▶ [DATA SECTION]:
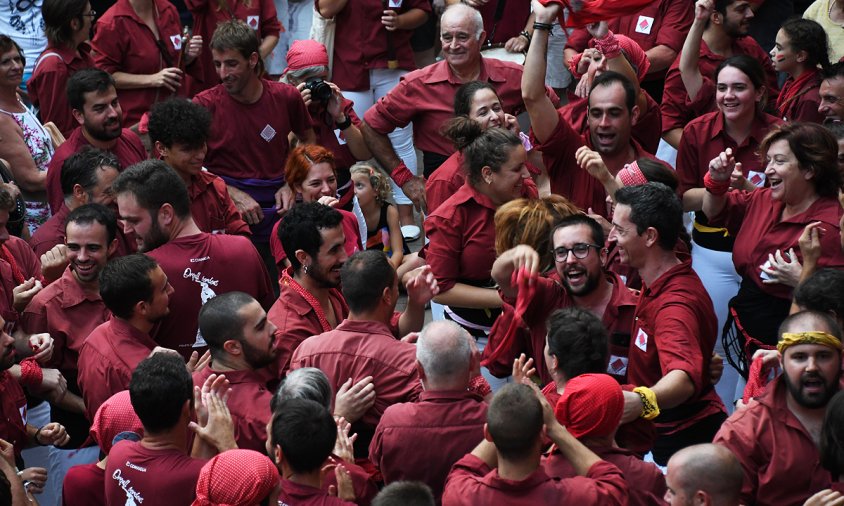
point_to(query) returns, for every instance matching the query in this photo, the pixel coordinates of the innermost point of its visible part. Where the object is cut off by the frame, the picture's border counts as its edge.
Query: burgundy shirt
(138, 475)
(781, 462)
(84, 485)
(425, 97)
(69, 314)
(47, 88)
(129, 150)
(356, 349)
(472, 482)
(531, 333)
(124, 43)
(106, 361)
(200, 267)
(249, 404)
(455, 420)
(361, 41)
(212, 208)
(675, 329)
(249, 141)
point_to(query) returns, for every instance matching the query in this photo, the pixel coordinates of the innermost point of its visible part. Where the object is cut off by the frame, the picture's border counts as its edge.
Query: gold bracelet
(650, 408)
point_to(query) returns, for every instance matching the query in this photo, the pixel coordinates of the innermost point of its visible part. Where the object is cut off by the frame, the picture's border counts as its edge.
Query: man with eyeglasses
(578, 279)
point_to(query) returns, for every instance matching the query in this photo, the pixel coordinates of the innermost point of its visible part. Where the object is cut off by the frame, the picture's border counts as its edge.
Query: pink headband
(631, 175)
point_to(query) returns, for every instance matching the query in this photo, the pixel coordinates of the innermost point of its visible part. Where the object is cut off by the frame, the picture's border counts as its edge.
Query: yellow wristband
(650, 408)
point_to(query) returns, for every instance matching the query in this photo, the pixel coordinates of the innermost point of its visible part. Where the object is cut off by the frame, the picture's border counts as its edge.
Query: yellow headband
(823, 338)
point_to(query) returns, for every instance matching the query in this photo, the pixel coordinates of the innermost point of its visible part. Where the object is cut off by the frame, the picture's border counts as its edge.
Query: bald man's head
(704, 474)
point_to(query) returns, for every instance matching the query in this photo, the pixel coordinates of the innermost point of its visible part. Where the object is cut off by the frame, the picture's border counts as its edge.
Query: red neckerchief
(794, 88)
(287, 280)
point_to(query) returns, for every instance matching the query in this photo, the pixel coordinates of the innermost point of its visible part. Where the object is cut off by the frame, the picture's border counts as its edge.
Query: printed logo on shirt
(268, 133)
(644, 25)
(642, 340)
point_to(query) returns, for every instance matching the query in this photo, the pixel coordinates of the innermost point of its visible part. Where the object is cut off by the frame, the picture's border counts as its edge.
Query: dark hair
(579, 340)
(364, 277)
(91, 213)
(610, 77)
(514, 420)
(58, 14)
(153, 184)
(598, 236)
(86, 81)
(815, 149)
(159, 388)
(179, 121)
(480, 148)
(832, 436)
(300, 229)
(466, 93)
(219, 320)
(81, 168)
(305, 431)
(125, 281)
(749, 66)
(405, 493)
(654, 205)
(807, 35)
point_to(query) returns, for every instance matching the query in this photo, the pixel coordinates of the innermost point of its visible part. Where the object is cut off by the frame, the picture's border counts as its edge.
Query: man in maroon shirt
(703, 474)
(446, 412)
(93, 100)
(240, 339)
(505, 468)
(154, 204)
(157, 469)
(775, 439)
(674, 328)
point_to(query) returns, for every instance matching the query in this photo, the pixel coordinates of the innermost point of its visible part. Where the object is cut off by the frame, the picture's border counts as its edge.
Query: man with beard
(154, 204)
(93, 100)
(69, 310)
(578, 279)
(137, 292)
(776, 438)
(240, 339)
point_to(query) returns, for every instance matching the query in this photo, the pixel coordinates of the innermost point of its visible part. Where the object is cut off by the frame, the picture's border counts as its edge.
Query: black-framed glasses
(580, 250)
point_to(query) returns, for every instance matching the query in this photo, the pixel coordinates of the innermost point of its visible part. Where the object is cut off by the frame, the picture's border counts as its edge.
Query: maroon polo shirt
(47, 88)
(531, 333)
(675, 329)
(139, 475)
(425, 97)
(645, 481)
(124, 43)
(212, 208)
(260, 15)
(249, 404)
(129, 150)
(780, 460)
(200, 267)
(472, 482)
(296, 319)
(106, 361)
(357, 349)
(756, 222)
(455, 419)
(249, 141)
(361, 41)
(69, 314)
(676, 108)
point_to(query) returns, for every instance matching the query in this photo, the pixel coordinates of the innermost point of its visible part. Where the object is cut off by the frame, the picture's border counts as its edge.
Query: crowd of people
(432, 252)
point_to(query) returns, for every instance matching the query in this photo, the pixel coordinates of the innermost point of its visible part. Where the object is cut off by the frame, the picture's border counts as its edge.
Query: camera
(320, 90)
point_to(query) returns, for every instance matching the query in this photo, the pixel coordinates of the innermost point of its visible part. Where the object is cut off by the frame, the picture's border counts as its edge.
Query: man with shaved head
(706, 474)
(447, 359)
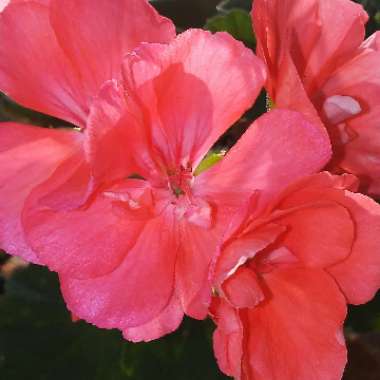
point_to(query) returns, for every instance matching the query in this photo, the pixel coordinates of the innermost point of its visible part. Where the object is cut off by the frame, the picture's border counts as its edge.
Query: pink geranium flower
(119, 214)
(54, 56)
(284, 276)
(318, 64)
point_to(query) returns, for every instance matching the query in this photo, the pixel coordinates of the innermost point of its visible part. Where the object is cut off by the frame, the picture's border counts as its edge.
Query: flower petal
(55, 55)
(197, 250)
(28, 156)
(192, 90)
(359, 274)
(318, 34)
(308, 223)
(81, 242)
(167, 322)
(357, 136)
(282, 147)
(228, 337)
(242, 289)
(297, 333)
(135, 293)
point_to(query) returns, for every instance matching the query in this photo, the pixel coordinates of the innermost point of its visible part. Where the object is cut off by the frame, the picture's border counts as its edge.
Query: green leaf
(231, 4)
(237, 22)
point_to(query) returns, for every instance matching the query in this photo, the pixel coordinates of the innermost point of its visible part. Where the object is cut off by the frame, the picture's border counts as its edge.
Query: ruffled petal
(193, 269)
(296, 334)
(86, 242)
(282, 147)
(307, 224)
(28, 156)
(115, 131)
(372, 42)
(356, 135)
(243, 289)
(137, 292)
(167, 322)
(359, 274)
(55, 55)
(228, 337)
(192, 90)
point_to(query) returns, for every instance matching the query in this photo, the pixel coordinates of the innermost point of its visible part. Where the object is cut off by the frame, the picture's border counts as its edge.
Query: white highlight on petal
(338, 108)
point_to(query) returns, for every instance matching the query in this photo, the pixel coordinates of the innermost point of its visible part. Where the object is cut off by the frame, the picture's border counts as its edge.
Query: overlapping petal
(355, 134)
(137, 292)
(55, 55)
(319, 35)
(363, 262)
(28, 156)
(296, 333)
(190, 94)
(281, 145)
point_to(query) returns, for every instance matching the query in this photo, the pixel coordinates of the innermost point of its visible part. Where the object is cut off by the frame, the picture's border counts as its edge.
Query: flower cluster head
(265, 242)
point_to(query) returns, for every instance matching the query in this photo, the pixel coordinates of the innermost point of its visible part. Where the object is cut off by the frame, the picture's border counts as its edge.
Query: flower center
(179, 180)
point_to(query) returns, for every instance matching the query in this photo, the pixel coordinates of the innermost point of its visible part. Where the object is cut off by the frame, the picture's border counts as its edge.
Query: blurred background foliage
(39, 341)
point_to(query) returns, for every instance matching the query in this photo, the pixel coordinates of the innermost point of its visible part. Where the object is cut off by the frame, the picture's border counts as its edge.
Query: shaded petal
(228, 337)
(357, 136)
(243, 248)
(55, 55)
(33, 69)
(319, 35)
(165, 323)
(88, 241)
(96, 35)
(359, 274)
(193, 279)
(296, 333)
(28, 156)
(192, 90)
(136, 292)
(319, 234)
(372, 42)
(282, 147)
(243, 289)
(115, 132)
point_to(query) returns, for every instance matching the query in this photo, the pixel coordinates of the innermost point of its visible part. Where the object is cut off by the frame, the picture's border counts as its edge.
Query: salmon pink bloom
(285, 274)
(130, 229)
(54, 57)
(318, 64)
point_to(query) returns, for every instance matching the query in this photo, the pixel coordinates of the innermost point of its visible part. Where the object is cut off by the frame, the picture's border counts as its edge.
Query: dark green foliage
(236, 22)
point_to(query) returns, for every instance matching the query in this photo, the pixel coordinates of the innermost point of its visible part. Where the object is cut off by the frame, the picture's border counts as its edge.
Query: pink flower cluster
(265, 243)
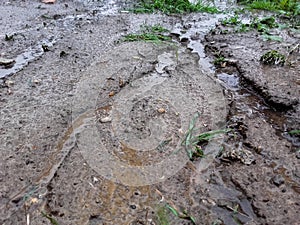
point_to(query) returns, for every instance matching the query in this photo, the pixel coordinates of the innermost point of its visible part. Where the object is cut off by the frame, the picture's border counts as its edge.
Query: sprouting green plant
(273, 57)
(282, 6)
(234, 20)
(219, 60)
(155, 33)
(173, 6)
(193, 141)
(267, 37)
(162, 215)
(182, 215)
(50, 218)
(294, 132)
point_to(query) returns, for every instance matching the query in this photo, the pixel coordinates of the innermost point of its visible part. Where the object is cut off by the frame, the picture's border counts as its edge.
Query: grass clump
(273, 57)
(155, 33)
(162, 215)
(173, 6)
(291, 7)
(193, 143)
(262, 25)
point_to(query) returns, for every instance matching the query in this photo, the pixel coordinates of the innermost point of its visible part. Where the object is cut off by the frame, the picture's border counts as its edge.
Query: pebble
(105, 119)
(278, 180)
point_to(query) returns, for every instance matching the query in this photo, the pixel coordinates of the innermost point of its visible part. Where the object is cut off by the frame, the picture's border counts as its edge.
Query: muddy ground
(72, 82)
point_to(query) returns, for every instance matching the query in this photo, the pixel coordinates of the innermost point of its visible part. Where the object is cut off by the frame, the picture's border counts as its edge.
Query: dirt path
(73, 87)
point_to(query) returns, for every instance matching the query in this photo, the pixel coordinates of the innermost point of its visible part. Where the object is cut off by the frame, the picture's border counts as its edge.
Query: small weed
(267, 37)
(162, 215)
(273, 57)
(9, 37)
(234, 20)
(219, 60)
(154, 33)
(173, 6)
(192, 142)
(182, 215)
(262, 25)
(50, 218)
(291, 7)
(294, 132)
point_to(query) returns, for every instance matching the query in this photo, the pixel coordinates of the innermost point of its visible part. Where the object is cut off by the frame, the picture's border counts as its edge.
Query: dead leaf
(48, 1)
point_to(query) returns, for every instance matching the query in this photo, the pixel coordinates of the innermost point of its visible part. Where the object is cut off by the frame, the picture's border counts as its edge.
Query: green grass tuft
(291, 7)
(173, 6)
(155, 33)
(273, 57)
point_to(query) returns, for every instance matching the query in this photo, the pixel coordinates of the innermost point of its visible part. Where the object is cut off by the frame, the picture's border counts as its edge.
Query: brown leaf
(48, 1)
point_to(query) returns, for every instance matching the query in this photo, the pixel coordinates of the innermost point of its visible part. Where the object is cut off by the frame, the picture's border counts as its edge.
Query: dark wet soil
(62, 53)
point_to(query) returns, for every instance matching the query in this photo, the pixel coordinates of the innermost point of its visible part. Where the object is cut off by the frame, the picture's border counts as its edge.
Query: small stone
(105, 119)
(278, 180)
(161, 110)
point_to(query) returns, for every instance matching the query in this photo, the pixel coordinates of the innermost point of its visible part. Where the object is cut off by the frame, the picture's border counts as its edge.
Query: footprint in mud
(144, 97)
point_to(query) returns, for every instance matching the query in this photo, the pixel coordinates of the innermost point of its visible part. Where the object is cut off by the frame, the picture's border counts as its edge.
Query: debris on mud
(72, 82)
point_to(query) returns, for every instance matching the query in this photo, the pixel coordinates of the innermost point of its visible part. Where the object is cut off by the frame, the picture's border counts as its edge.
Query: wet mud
(71, 82)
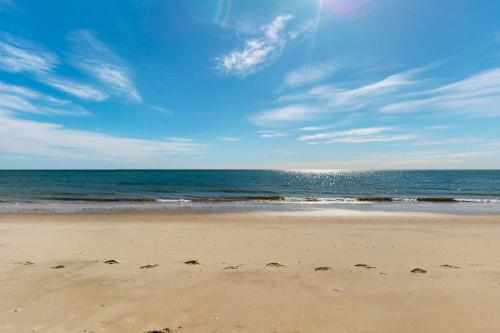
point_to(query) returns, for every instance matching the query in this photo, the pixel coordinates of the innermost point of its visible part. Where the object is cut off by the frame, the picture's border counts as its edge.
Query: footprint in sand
(111, 262)
(232, 267)
(163, 330)
(324, 268)
(365, 266)
(275, 264)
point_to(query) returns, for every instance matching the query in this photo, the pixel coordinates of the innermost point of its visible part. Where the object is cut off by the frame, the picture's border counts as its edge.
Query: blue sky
(250, 84)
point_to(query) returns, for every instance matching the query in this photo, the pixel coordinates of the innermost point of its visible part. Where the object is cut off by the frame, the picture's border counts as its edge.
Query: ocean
(469, 190)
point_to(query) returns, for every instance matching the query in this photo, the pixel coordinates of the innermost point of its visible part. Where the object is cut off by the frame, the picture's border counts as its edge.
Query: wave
(256, 199)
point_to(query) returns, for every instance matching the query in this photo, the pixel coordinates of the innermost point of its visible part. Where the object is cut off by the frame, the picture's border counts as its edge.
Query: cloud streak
(477, 95)
(309, 74)
(17, 99)
(20, 56)
(96, 59)
(358, 135)
(257, 52)
(284, 115)
(53, 141)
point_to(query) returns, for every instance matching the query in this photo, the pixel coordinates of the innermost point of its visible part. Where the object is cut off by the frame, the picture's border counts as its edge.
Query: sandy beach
(249, 272)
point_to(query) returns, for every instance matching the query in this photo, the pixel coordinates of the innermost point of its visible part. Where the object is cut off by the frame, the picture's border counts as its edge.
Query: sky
(286, 84)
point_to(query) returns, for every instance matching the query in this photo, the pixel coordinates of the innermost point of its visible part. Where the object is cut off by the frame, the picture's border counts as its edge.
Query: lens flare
(223, 12)
(344, 8)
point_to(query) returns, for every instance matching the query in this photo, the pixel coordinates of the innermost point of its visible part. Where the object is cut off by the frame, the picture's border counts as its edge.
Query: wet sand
(249, 272)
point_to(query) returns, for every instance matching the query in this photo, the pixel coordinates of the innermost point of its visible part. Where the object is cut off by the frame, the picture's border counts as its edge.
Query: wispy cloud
(309, 74)
(284, 115)
(259, 51)
(99, 61)
(228, 139)
(272, 134)
(325, 99)
(17, 56)
(311, 128)
(358, 135)
(438, 159)
(17, 99)
(477, 95)
(341, 99)
(76, 89)
(52, 141)
(161, 109)
(22, 56)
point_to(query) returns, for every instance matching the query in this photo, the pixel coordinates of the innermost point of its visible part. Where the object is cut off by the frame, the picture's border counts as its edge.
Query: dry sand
(88, 295)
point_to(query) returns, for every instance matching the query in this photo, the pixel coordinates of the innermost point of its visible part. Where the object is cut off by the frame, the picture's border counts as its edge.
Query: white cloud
(76, 89)
(99, 61)
(358, 135)
(438, 159)
(19, 99)
(21, 56)
(18, 56)
(257, 52)
(272, 134)
(160, 109)
(53, 141)
(340, 99)
(228, 139)
(284, 115)
(309, 74)
(311, 128)
(477, 95)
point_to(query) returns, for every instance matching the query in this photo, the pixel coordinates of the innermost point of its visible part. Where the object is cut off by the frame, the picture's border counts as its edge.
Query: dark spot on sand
(111, 262)
(162, 330)
(275, 264)
(323, 268)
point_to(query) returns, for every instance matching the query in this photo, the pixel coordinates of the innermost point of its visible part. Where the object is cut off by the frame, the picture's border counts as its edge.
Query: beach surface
(275, 272)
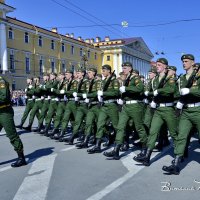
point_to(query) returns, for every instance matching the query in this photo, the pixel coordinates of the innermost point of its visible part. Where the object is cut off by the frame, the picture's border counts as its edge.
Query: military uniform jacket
(166, 93)
(134, 90)
(112, 91)
(5, 97)
(194, 95)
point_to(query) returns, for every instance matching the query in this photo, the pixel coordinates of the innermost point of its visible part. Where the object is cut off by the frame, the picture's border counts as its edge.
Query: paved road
(59, 171)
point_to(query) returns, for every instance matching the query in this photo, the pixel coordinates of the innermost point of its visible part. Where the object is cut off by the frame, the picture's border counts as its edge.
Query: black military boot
(96, 148)
(145, 160)
(20, 160)
(20, 126)
(38, 129)
(70, 140)
(174, 168)
(84, 144)
(28, 128)
(114, 153)
(141, 154)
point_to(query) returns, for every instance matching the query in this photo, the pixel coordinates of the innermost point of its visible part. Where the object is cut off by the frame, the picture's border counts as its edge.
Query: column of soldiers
(119, 109)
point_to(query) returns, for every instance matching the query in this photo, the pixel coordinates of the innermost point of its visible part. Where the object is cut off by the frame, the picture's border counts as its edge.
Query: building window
(12, 61)
(52, 44)
(26, 38)
(72, 49)
(89, 54)
(41, 66)
(52, 65)
(63, 66)
(10, 34)
(27, 63)
(40, 42)
(81, 52)
(63, 47)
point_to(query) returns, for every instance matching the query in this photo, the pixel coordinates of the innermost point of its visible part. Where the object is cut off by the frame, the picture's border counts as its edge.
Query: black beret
(162, 60)
(135, 71)
(127, 64)
(187, 56)
(93, 69)
(172, 68)
(108, 67)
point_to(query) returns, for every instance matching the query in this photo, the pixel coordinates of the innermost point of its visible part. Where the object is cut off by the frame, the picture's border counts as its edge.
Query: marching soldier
(53, 102)
(7, 122)
(38, 103)
(73, 95)
(163, 102)
(109, 110)
(30, 101)
(190, 106)
(133, 107)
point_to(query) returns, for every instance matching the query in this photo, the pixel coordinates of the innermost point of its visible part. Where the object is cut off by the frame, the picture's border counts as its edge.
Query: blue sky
(173, 39)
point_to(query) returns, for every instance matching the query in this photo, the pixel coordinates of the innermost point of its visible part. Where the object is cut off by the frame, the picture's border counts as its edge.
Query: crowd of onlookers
(18, 98)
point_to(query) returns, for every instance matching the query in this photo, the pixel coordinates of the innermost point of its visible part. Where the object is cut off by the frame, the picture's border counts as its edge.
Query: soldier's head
(126, 67)
(142, 78)
(68, 74)
(91, 72)
(29, 80)
(171, 70)
(188, 61)
(135, 72)
(161, 65)
(36, 80)
(53, 76)
(80, 73)
(106, 70)
(152, 73)
(98, 77)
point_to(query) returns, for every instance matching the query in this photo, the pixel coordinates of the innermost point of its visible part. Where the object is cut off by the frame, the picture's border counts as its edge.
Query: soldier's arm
(114, 90)
(168, 89)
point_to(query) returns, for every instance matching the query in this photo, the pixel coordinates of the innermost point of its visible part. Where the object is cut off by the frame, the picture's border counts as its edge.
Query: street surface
(59, 171)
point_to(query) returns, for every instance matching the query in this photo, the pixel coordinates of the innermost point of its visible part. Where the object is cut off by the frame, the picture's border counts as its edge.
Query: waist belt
(109, 101)
(132, 101)
(94, 102)
(190, 105)
(4, 106)
(71, 99)
(165, 104)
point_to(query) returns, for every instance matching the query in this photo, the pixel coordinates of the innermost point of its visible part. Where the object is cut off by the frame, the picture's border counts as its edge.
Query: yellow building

▶ [WHAT YOU NEED TO DO]:
Pull out every line of the records above that contains the word "yellow".

▶ [TASK OUTPUT]:
Query: yellow wristband
Query: yellow headband
Query: yellow building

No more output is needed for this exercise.